## [Enunciado A]
Transcreva do artigo sobre a calúnia contra o Padre Júlio Lancellotti o trecho de "Por que a calúnia" a "amor ou desamor.".

==== Trecho da página ====

Por que a calúnia é sexófoba?, por Flávio Mussa Tavares

Tempo de leitura: 5 minutos

Por Flávio Mussa Tavares

Como dirigente espírita, sinto-me no dever de testemunhar a favor da honra de um verdadeiro “samaritano” que é o Padre Júlio Renato Lancellotti. Um religioso que não espera que o próximo bata a sua porta, não espera para vê-lo nas calçadas quando estiver passando por outro motivo, não espera que esse ser inconveniente bata no vidro de seu carro. Ele vai em busca desses negligenciados. O próximo não aparece em seu caminho, ele procura os descaminhos do próximo e olha para eles. Por isso incomoda, por isso é preciso criar uma história que o relacione com o sexo para que seja compartilhada e que mate sua alma.

As palavras são usadas para vários modos de comunicação humana. Boas ou más, que transmitem saúde, paz e esperança ou enfermidade, conflito e dúvidas, amor ou desamor.

O falso testemunho, nono de dez artigos de uma constituição, há mais de 30 séculos psicopictografada (na pedra) no Sinai, é a expressão da vontade divina de que o ser humano só use a palavra para transmitir a verdade, a utilidade e a bondade.

Como dirigente espírita, quero marcar uma posição sobre as aleivosias que são levantadas contra o Padre Júlio Renato Lancellotti, replicadas em miríades de circuitos midiáticos que invadem as consciências e os corações, quase que indefesos contra esse miasma moderno.

Na década de 1940, Chico Xavier, à semelhança de Moisés, psicografou (no papel) um livro que relata uma história ocorrida no século II, de uma jovem que foi vítima de duas grandes calúnias em sua vida. Uma patrícia romana foi expulsa da casa paterna, por ser a suposta mãe de um bebê. Um vagido invadiu a madrugada no palacete do Aventino. Um recém-nascido é encontrado pelo chefe da casa, alto funcionário do imperador Adriano, com a sua filha e ato contínuo, a jovem e a criança se veem vagando sem rumo pelas extensas e frias vias romanas. Em pouco tempo, morrendo a criança, essa jovem é constrangida a travestir-se de monge para proteger-se e ser “aceito” num mosteiro em Alexandria, no Egito. No monastério, sofre outra calúnia. Dessa vez, como sendo “o pai” de uma criança, filha de um comerciante que fornecia suprimentos ao mosteiro. O prior do convento, expulsa o monge da comunidade. Ela passa a viver com seu filho numa choupana onde alguns anos depois ambos, em ocasiões diversas, adoecem e morrem. Seu corpo é velado no mosteiro e sua identidade feminina é revelada. A calúnia foi desfeita muito tarde. A hagiografia católica a reconhece como Santa Marina, os espíritas a admiram como Célia Lúcius. É protetora e padroeira dos caluniados, humilhados e perseguidos.

==== Dados fornecidos ====

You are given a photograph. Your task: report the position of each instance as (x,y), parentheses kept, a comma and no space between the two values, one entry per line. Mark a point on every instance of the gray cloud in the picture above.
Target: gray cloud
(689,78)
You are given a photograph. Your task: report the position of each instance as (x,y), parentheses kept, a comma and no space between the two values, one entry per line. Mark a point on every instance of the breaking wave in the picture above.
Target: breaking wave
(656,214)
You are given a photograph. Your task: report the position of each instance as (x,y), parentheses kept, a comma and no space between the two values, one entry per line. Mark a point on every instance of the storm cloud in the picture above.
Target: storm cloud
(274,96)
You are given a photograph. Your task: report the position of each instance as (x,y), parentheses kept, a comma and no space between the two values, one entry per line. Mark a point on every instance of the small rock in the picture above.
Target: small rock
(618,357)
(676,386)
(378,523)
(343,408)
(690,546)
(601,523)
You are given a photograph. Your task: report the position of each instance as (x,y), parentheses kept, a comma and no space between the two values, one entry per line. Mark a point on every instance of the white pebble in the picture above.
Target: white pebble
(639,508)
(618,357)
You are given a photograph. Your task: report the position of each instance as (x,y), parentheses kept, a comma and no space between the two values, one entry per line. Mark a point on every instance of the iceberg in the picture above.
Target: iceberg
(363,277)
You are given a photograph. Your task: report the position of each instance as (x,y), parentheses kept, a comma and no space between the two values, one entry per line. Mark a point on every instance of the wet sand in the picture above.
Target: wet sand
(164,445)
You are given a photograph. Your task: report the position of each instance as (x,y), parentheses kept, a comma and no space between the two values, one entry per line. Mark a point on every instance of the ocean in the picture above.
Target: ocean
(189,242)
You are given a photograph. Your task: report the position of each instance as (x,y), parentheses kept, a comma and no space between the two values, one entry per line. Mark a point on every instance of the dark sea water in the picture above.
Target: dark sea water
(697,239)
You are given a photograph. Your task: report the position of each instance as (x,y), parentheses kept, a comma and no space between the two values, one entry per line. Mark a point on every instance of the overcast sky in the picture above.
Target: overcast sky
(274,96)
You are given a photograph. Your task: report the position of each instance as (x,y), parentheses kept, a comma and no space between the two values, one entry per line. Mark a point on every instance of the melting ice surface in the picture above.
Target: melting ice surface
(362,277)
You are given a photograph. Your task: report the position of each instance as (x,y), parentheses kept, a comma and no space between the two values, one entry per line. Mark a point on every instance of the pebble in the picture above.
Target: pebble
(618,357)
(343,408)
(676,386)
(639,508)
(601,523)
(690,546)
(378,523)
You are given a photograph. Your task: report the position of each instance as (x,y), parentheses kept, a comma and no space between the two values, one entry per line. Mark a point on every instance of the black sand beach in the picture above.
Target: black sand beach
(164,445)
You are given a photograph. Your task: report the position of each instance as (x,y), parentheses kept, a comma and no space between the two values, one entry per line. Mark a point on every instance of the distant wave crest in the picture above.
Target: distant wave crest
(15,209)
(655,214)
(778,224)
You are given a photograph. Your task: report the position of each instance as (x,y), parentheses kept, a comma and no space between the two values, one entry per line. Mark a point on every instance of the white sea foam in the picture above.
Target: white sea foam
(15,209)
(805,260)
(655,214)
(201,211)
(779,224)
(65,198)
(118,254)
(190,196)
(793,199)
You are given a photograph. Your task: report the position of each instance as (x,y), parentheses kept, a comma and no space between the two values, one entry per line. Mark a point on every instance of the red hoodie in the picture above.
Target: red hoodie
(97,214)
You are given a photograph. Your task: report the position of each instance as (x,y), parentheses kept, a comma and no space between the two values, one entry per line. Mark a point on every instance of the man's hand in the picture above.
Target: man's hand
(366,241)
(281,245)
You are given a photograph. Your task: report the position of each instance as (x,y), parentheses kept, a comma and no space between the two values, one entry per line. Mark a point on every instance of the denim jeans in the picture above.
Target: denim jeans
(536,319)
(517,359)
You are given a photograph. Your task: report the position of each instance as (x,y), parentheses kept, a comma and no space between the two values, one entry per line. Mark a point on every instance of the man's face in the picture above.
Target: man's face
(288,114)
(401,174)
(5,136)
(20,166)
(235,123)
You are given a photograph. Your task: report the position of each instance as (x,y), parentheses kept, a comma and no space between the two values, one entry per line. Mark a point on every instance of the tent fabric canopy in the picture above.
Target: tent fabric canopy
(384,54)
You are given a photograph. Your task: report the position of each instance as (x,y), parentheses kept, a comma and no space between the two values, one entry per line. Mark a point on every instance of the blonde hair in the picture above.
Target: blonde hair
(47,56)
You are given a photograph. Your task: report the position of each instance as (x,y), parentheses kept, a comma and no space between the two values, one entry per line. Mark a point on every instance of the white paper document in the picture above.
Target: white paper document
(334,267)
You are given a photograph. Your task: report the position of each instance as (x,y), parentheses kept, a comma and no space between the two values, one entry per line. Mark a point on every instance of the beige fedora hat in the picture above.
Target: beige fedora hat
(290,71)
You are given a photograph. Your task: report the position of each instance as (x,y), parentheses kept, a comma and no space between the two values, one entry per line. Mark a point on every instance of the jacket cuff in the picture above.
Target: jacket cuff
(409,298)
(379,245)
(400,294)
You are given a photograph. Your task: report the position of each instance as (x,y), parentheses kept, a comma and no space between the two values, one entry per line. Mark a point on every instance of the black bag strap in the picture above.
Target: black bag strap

====

## [Enunciado B]
Passe para uma lista numerada as linhas dos registros que vão da linha com "hat in the picture above." até o fim dos registros, ambas incluídas, deixando de fora as linhas em branco.

## [Resposta escrita A]
Por que a calúnia é sexófoba?, por Flávio Mussa Tavares

Tempo de leitura: 5 minutos

Por Flávio Mussa Tavares

Como dirigente espírita, sinto-me no dever de testemunhar a favor da honra de um verdadeiro “samaritano” que é o Padre Júlio Renato Lancellotti. Um religioso que não espera que o próximo bata a sua porta, não espera para vê-lo nas calçadas quando estiver passando por outro motivo, não espera que esse ser inconveniente bata no vidro de seu carro. Ele vai em busca desses negligenciados. O próximo não aparece em seu caminho, ele procura os descaminhos do próximo e olha para eles. Por isso incomoda, por isso é preciso criar uma história que o relacione com o sexo para que seja compartilhada e que mate sua alma.

As palavras são usadas para vários modos de comunicação humana. Boas ou más, que transmitem saúde, paz e esperança ou enfermidade, conflito e dúvidas, amor ou desamor.

## [Resposta escrita B]
1. You are given a photograph. Your task: report the position of each instance as (x,y), parentheses kept, a comma and no space between the two values, one entry per line. Mark a point on every instance of the beige fedora hat in the picture above.
2. Target: beige fedora hat
3. (290,71)
4. You are given a photograph. Your task: report the position of each instance as (x,y), parentheses kept, a comma and no space between the two values, one entry per line. Mark a point on every instance of the jacket cuff in the picture above.
5. Target: jacket cuff
6. (409,298)
7. (379,245)
8. (400,294)
9. You are given a photograph. Your task: report the position of each instance as (x,y), parentheses kept, a comma and no space between the two values, one entry per line. Mark a point on every instance of the black bag strap in the picture above.
10. Target: black bag strap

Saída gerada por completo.